**SOURCE DATA:**
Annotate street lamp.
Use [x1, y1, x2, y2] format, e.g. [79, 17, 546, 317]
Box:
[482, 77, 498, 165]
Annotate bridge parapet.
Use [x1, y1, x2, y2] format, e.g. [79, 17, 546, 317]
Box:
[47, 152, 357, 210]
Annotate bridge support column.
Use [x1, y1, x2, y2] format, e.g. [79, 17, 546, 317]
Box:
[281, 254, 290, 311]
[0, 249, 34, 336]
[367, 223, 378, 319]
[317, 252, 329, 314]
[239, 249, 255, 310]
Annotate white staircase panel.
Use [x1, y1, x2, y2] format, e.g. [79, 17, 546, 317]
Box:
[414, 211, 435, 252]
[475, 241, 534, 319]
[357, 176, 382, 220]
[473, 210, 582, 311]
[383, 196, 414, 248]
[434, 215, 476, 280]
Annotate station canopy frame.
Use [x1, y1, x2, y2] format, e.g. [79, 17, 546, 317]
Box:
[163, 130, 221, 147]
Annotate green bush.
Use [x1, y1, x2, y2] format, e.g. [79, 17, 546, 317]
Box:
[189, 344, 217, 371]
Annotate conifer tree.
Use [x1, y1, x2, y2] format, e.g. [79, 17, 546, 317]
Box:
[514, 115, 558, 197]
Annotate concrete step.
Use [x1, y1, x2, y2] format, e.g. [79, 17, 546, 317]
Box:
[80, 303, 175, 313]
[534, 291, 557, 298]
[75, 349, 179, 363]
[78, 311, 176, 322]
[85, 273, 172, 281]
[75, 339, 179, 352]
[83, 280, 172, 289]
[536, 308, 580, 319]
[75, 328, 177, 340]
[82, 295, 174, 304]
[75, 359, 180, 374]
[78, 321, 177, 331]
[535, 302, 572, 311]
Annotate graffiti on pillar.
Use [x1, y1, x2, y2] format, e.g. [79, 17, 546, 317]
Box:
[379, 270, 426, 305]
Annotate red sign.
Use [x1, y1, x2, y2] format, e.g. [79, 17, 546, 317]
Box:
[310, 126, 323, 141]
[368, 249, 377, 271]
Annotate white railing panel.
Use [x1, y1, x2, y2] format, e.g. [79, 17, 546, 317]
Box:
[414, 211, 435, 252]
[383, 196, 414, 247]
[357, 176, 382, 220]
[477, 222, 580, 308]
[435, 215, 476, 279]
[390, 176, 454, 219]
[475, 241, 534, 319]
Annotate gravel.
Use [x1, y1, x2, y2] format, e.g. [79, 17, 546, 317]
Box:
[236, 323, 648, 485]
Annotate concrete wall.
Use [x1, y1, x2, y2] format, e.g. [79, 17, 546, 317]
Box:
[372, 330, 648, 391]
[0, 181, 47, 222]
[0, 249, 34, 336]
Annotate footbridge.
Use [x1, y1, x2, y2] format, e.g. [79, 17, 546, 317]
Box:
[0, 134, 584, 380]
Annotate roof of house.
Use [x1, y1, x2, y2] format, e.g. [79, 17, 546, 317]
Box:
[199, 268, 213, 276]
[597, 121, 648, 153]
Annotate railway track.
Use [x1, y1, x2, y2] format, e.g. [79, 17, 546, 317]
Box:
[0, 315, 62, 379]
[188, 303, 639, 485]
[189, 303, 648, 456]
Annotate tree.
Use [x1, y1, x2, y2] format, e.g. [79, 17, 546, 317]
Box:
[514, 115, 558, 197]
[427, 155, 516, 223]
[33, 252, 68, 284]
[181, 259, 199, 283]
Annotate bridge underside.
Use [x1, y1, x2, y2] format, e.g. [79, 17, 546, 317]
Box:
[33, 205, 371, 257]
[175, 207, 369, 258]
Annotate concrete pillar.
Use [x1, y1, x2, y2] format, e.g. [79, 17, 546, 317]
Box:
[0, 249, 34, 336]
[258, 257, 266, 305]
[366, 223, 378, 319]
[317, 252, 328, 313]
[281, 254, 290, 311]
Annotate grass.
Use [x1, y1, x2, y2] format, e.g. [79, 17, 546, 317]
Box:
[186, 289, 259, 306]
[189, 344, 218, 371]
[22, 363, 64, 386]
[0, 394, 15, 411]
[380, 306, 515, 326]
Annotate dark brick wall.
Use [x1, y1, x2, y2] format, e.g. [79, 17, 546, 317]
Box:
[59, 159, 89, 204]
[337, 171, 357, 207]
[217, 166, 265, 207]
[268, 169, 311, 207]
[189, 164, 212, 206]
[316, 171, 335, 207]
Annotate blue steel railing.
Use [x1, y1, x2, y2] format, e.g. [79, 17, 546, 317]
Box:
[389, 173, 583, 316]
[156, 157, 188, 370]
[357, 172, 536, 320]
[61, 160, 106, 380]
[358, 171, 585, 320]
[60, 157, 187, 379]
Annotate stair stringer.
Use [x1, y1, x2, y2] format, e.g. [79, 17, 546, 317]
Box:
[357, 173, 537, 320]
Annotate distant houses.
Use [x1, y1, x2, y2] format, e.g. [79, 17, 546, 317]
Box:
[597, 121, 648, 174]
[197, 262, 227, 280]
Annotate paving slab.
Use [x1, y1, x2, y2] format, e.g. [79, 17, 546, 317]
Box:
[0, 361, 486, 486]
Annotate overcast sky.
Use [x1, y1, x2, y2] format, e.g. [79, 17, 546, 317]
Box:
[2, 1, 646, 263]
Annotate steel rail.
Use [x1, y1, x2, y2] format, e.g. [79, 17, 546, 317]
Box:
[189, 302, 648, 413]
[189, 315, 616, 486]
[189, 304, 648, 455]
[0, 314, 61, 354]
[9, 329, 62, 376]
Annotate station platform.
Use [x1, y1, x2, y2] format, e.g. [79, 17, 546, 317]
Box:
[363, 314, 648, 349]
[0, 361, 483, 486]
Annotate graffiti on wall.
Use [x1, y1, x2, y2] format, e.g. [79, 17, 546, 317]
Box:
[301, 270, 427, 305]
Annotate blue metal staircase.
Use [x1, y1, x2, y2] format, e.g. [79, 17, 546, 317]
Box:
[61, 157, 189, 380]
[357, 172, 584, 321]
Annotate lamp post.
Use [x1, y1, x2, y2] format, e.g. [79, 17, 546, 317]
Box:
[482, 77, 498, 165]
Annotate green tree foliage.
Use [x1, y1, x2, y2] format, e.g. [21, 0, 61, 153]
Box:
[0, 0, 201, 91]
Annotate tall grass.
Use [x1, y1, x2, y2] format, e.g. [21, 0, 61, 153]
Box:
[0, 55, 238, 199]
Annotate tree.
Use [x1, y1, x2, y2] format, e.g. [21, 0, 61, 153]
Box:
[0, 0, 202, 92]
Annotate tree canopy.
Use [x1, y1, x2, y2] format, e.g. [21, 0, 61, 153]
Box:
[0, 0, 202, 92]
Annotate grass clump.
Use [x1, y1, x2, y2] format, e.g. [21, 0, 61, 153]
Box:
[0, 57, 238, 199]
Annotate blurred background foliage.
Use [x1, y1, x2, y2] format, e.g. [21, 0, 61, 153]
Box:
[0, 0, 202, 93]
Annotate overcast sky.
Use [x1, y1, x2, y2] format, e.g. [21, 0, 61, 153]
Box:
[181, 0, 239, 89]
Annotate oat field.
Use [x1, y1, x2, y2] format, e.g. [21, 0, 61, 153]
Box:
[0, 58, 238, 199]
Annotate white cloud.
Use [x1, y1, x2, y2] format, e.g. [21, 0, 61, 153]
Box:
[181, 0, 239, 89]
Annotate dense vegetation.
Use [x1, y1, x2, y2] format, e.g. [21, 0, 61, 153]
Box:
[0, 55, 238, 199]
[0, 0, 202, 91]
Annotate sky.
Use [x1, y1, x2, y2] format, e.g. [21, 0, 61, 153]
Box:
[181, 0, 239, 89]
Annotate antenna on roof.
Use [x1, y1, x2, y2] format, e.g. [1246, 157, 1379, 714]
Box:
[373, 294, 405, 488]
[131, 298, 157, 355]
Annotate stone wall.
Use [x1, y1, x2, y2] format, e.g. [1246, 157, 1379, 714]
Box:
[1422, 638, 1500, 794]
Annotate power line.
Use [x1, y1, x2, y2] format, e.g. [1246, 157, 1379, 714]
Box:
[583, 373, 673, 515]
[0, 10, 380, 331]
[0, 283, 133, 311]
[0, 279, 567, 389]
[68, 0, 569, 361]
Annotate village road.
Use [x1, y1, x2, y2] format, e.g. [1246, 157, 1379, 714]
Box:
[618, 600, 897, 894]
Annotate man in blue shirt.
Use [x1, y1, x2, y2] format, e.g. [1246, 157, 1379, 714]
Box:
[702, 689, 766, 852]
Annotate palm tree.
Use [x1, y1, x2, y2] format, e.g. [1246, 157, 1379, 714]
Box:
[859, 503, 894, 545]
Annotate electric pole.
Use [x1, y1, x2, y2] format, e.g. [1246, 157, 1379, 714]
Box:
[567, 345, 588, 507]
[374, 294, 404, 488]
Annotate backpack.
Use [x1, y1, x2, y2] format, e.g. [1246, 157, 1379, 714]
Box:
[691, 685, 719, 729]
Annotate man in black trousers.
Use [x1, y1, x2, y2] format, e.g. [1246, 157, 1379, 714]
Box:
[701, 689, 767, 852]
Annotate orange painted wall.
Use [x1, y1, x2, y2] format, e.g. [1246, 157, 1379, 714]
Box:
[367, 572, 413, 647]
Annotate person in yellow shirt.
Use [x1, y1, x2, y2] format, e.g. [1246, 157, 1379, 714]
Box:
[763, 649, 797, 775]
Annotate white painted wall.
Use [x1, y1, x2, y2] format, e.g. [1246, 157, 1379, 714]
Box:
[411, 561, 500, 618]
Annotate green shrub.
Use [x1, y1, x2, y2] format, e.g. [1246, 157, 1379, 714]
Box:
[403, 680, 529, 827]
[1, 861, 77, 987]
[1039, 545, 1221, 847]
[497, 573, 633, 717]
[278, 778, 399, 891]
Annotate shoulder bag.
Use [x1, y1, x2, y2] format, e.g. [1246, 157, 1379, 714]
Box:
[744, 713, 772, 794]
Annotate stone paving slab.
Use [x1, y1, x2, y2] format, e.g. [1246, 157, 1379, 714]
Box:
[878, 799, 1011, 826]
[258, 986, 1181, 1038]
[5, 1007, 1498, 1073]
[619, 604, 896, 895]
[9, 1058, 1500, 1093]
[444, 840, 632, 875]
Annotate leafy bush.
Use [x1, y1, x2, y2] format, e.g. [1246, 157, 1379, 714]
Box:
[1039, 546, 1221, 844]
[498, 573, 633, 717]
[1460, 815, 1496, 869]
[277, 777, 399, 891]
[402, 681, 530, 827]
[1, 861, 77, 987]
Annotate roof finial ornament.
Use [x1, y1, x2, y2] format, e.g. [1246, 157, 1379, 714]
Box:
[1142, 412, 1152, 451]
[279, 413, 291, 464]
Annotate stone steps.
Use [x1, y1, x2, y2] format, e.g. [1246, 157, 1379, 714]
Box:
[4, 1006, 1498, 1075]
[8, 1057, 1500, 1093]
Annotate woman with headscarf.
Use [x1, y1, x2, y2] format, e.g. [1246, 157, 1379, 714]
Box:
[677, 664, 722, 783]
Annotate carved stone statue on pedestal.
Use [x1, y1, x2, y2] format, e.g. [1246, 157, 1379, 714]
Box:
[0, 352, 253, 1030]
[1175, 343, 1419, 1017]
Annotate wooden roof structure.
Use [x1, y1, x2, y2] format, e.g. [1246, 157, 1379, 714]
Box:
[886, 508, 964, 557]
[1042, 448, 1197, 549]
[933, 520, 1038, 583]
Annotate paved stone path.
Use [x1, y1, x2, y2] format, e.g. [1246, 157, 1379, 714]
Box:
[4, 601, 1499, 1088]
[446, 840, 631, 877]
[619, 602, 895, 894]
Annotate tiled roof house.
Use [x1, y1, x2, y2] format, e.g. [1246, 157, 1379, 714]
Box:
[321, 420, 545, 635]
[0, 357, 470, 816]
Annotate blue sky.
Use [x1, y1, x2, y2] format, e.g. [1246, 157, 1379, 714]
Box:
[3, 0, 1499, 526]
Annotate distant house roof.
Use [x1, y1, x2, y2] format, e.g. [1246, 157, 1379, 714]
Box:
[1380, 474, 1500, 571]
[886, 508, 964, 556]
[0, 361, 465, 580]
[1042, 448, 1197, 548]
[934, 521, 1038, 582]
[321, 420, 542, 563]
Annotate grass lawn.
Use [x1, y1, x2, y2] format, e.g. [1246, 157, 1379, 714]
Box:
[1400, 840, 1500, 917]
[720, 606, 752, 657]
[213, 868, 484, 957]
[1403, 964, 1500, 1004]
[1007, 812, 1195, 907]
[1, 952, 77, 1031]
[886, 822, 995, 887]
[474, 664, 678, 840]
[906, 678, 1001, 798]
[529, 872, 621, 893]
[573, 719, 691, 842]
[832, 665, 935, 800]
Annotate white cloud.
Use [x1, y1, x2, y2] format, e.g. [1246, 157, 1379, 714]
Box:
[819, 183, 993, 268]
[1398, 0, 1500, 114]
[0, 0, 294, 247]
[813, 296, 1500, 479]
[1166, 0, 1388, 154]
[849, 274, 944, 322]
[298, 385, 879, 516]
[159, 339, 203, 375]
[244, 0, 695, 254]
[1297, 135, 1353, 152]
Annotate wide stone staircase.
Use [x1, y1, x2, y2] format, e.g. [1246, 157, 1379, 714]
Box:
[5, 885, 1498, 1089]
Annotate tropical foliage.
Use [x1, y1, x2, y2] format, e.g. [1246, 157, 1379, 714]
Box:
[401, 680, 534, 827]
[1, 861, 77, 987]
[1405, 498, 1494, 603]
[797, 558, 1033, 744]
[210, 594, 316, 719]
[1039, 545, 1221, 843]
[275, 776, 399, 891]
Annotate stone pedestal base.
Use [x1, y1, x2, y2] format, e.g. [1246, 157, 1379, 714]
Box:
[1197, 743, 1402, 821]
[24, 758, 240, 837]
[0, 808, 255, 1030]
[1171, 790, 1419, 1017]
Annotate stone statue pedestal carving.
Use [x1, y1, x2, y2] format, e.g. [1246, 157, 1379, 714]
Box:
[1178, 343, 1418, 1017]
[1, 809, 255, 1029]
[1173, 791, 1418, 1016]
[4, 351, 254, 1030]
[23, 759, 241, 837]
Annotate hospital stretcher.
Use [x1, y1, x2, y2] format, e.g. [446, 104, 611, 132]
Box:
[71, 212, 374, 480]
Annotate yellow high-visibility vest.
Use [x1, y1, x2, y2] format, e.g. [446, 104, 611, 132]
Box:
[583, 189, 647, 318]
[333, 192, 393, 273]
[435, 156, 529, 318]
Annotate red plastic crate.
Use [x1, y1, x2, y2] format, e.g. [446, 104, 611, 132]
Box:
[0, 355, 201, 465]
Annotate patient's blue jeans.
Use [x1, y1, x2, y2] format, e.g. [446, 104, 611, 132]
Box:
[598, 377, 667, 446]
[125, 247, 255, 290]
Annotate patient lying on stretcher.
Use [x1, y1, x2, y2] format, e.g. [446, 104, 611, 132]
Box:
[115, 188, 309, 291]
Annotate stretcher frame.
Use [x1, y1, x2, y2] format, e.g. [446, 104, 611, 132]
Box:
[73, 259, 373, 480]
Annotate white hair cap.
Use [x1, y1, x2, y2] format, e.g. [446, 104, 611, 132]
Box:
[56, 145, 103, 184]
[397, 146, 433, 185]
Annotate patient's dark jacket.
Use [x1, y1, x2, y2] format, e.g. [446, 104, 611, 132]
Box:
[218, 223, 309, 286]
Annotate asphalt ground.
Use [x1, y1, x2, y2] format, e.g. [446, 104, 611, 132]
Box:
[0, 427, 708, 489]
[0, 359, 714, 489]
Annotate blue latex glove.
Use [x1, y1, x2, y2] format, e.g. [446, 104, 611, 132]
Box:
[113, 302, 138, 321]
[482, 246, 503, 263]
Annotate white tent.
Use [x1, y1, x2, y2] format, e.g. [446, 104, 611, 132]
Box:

**EXERCISE PROMPT:**
Once you reach the line containing "Annotate station canopy frame.", include it and stop; until then, reproduce each line of the listing from its start exactly.

**ANSWER SPACE:**
Annotate street lamp.
Use [x1, y1, x2, y2] format, e.g. [79, 17, 546, 317]
Box:
[482, 77, 498, 165]
Annotate bridge parapet.
Use [x1, y1, x2, y2] format, e.g. [79, 17, 546, 317]
Box:
[47, 152, 357, 210]
Annotate bridge support column.
Use [x1, y1, x2, y2] format, e.g. [79, 17, 546, 317]
Box:
[281, 254, 290, 311]
[0, 249, 34, 336]
[367, 223, 378, 319]
[317, 252, 329, 314]
[239, 249, 255, 310]
Annotate white staircase panel.
Use [x1, y1, x2, y2] format, e.g. [79, 17, 546, 317]
Box:
[414, 211, 435, 252]
[475, 241, 534, 319]
[357, 176, 382, 220]
[473, 210, 582, 311]
[383, 196, 414, 248]
[434, 215, 476, 280]
Annotate station canopy frame.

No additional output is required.